**Work instruction**
Somewhere below is a line with "The function MUST return, for every instance of the recessed" and, later, a line with "The function MUST return, for every instance of the sofa"; repeat those two lines and all the lines between them, exactly as they are.

*** Supplied records

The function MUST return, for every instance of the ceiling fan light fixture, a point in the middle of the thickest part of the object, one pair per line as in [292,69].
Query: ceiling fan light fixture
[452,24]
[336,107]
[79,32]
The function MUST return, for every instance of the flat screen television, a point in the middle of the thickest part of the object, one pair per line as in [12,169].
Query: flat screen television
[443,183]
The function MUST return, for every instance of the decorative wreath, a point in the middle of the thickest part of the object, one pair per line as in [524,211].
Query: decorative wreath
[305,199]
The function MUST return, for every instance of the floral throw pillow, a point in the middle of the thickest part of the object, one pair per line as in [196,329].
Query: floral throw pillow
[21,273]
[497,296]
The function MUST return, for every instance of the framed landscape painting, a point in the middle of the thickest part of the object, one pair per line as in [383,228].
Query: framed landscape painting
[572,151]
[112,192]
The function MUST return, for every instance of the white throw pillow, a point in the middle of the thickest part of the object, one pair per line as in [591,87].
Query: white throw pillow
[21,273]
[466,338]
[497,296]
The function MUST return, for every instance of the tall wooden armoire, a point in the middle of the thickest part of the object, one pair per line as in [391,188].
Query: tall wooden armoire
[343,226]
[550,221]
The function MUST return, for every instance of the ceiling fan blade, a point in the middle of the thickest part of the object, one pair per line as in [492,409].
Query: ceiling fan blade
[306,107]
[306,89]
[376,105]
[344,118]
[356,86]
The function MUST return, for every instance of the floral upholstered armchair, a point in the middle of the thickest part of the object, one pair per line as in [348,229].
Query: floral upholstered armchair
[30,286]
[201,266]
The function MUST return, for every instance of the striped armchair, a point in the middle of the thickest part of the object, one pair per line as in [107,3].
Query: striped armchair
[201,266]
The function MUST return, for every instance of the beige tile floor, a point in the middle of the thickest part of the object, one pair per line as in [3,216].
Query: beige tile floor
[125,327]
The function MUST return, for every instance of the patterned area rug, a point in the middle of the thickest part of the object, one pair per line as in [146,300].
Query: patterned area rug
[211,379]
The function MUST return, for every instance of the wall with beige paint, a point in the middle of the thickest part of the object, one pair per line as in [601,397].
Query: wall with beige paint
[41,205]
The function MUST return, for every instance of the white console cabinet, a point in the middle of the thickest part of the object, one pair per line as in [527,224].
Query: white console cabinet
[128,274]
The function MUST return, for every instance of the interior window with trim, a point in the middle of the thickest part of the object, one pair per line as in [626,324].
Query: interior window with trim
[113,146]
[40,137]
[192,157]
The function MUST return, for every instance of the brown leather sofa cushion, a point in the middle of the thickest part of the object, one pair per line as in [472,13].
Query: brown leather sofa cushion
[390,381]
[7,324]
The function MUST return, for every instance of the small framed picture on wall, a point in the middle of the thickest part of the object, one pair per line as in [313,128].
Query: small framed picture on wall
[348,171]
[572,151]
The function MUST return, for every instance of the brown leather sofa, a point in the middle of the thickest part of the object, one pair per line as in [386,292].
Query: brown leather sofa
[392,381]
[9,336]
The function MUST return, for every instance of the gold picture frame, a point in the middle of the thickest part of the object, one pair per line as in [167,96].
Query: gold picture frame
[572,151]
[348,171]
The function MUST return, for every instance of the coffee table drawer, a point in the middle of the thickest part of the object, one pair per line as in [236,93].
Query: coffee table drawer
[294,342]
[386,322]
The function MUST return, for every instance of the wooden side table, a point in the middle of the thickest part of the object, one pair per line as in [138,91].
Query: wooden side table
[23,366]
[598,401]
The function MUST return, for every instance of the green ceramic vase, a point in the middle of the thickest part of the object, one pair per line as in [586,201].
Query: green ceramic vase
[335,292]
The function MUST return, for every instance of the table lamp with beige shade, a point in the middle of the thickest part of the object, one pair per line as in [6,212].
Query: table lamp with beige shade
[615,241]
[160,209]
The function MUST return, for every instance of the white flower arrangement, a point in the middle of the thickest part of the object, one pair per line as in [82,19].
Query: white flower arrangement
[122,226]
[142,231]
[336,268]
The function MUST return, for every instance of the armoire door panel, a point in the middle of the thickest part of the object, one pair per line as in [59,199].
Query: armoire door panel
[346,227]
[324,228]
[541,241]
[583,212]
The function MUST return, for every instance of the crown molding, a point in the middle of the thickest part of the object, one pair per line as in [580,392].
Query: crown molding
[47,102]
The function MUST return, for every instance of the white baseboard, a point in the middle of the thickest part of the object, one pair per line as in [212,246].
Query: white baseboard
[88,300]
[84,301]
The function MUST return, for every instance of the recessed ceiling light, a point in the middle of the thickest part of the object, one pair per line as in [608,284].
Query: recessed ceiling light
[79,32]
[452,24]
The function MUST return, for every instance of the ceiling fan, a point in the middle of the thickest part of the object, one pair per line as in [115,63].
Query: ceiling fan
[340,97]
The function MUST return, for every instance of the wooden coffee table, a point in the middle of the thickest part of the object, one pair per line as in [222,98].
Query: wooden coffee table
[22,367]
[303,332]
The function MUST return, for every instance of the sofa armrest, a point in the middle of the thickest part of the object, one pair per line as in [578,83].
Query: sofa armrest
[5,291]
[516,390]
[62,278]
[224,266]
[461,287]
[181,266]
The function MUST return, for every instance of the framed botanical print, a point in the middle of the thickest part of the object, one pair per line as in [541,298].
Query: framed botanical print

******
*** Supplied records

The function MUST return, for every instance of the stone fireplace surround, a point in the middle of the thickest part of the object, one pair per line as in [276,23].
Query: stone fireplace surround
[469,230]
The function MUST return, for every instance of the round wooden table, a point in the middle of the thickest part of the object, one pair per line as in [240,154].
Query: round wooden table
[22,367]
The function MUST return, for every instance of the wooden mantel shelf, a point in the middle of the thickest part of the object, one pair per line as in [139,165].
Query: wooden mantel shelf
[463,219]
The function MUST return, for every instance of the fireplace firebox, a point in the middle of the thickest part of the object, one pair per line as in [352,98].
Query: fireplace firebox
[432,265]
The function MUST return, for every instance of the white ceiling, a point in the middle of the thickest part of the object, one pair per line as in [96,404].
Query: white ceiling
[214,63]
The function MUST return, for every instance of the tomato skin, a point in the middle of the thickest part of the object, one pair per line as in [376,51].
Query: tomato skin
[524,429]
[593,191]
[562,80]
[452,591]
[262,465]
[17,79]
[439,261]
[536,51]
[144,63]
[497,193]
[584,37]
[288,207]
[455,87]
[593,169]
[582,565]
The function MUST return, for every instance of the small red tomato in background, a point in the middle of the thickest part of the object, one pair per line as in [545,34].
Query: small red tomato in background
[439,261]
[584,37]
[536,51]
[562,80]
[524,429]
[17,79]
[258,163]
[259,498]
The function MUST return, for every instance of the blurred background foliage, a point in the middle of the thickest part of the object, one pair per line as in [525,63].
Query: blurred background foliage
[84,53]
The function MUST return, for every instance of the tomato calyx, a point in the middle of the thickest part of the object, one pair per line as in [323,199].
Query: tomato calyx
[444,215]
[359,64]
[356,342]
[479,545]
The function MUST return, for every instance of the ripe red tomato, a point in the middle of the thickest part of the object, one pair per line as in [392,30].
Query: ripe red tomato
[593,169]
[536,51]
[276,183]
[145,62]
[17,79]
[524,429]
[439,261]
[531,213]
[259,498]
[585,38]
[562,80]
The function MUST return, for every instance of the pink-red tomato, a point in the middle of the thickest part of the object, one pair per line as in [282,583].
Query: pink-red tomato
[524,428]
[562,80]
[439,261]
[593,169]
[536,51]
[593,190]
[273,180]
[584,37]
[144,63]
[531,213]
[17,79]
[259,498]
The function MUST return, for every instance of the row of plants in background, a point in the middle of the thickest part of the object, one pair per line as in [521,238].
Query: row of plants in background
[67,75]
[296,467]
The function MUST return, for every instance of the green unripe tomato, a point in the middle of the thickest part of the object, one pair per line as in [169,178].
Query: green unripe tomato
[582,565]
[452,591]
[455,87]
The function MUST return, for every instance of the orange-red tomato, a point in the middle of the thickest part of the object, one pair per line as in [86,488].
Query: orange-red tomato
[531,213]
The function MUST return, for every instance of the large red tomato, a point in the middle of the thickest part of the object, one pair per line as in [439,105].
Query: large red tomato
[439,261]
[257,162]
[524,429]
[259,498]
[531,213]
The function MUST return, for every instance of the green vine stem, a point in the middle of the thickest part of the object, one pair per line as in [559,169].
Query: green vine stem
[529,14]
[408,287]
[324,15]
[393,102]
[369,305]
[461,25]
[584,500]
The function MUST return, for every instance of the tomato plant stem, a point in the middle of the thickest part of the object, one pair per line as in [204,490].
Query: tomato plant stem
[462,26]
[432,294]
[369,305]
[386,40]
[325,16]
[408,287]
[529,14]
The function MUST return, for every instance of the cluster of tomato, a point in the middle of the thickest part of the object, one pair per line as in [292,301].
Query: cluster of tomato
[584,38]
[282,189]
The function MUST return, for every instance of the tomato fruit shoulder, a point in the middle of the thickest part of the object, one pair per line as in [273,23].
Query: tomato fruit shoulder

******
*** Supplied records

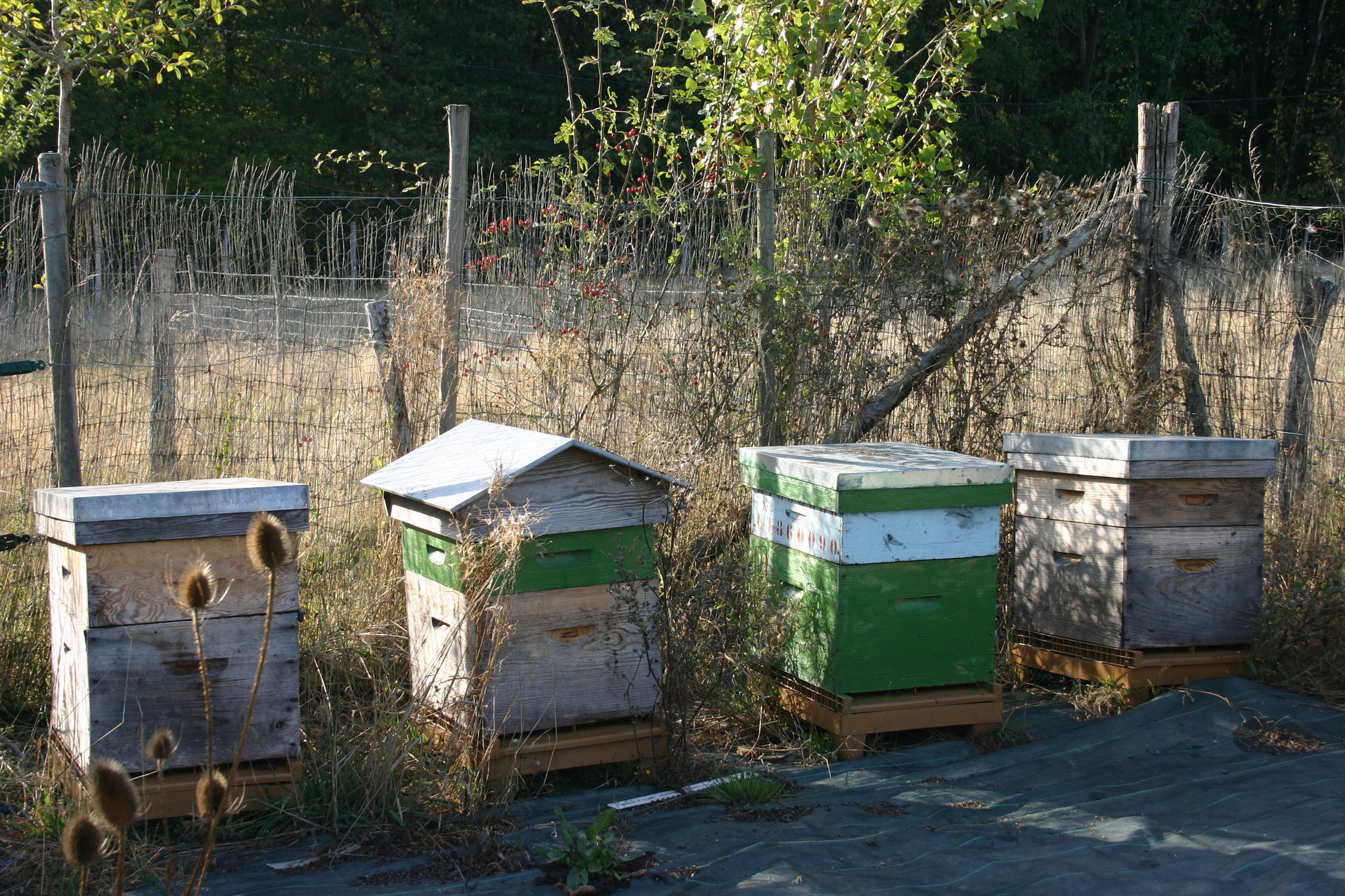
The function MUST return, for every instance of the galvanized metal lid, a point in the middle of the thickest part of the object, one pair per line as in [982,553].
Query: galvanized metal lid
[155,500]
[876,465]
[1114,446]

******

**Exercise answer**
The function MUST return, for every instance of the recessed ceiling light, a point in the middle of the thickest part of the object, one pair per line as in [608,284].
Query: recessed ceiling light
[79,32]
[452,24]
The function MUST return, for every instance of the ceiling fan, a point in the middle of the thickest part of the object, one pair per line as in [115,63].
Query: ceiling fan
[340,97]
The function MUST return, for every instance of the wooden coffee table, a point in the middle of the thickest part of the object, one pair per line as in [222,98].
Query: wooden coffee table
[22,367]
[303,332]
The function MUST return, for every instance of the sofa armrest, a point in the middle of the thickest part of the object, one pair per line as in [578,83].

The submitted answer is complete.